→ Set of tasks:
**1)** Answer these questions from the thread about the 20 gallon long tank, one line each.
(a) What wattage is the heater in the tank?
(b) Which fish was added after the replies to the first post?
(c) What features does the browned-out acropora have?
**2)** From the thread about the 20 gallon long tank, extract everything from "# 20 Gallon" down to "a feather duster.", copied word for word.

→ Document segment:
##########

# 20 Gallon long



## littletnklvr (Nov 1, 2010)

Just started this tank Sept 1st, 20 gallon long. Approx 20lbs of rock, aquaclear 70 with filter floss and chemi pure blue, koralia 240 nano powerhead, ehiem 50 watt heater, and current orbit marine 24"/36" led light. I have a pair of ocellaris clowns, lawnmower blennie, emerald crab, 3 peppermint shrimp and various snails. My corals, hammer, duncan, red acan, trumpet, 2 unknown types of mushrooms, Monti cap, unknown zoa's and a feather duster.


----------



## Rookie2013 (Jan 17, 2013)

beautiful tank


Sent from my iPad using Tapatalk


----------



## poy (Jan 14, 2015)

Great nano setup!


----------



## littletnklvr (Nov 1, 2010)

Rookie2013 said:


> beautiful tank
> 
> Sent from my iPad using Tapatalk





poy said:


> Great nano setup!


Thank you both, since that post I have added a royal gramma and some new corals, pink birdsnest, yellow millepora and a browned out acropora that I'm going to try and save it has light purple tips and a tiny bit of extension, wish me luck!


----------



## Rookie2013 (Jan 17, 2013)

All the best on this beautiful journey 


Sent from my iPhone using Tapatalk


----------

##########

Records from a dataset
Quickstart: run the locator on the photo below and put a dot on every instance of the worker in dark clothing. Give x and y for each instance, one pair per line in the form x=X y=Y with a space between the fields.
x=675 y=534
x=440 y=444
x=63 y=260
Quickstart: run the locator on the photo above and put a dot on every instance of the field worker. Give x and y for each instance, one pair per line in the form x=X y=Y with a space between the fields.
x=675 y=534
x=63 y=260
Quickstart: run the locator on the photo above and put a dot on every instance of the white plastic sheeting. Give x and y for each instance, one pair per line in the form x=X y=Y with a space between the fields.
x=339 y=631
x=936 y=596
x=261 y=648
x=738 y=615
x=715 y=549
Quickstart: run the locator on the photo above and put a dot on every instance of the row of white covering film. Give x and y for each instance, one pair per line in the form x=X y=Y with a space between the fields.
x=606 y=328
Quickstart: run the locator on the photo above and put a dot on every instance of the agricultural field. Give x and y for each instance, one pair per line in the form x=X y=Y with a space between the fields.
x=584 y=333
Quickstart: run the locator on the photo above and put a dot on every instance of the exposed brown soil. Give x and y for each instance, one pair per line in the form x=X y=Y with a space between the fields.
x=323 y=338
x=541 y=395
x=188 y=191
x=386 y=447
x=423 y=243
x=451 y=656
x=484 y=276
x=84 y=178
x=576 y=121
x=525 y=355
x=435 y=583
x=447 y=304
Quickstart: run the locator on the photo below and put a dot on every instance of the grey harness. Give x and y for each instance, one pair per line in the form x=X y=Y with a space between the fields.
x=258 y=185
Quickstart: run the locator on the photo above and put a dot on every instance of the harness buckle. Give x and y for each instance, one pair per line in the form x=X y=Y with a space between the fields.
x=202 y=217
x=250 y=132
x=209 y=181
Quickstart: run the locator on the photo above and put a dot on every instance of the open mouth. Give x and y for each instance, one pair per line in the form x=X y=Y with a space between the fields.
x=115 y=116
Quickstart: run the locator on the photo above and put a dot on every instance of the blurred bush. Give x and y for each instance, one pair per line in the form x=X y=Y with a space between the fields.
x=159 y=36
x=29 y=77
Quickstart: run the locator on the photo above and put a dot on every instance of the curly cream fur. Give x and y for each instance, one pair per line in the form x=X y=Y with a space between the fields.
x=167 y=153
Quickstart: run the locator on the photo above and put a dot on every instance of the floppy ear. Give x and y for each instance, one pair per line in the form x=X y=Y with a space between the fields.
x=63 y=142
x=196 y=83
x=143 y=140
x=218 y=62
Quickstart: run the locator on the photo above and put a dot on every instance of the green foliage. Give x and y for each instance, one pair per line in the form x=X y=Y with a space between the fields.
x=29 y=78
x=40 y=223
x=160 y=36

##########

→ Solved tasks:
**1)**
(a) 50 watt
(b) A royal gramma
(c) Light purple tips and a tiny bit of extension

**2)**
# 20 Gallon long



## littletnklvr (Nov 1, 2010)

Just started this tank Sept 1st, 20 gallon long. Approx 20lbs of rock, aquaclear 70 with filter floss and chemi pure blue, koralia 240 nano powerhead, ehiem 50 watt heater, and current orbit marine 24"/36" led light. I have a pair of ocellaris clowns, lawnmower blennie, emerald crab, 3 peppermint shrimp and various snails. My corals, hammer, duncan, red acan, trumpet, 2 unknown types of mushrooms, Monti cap, unknown zoa's and a feather duster.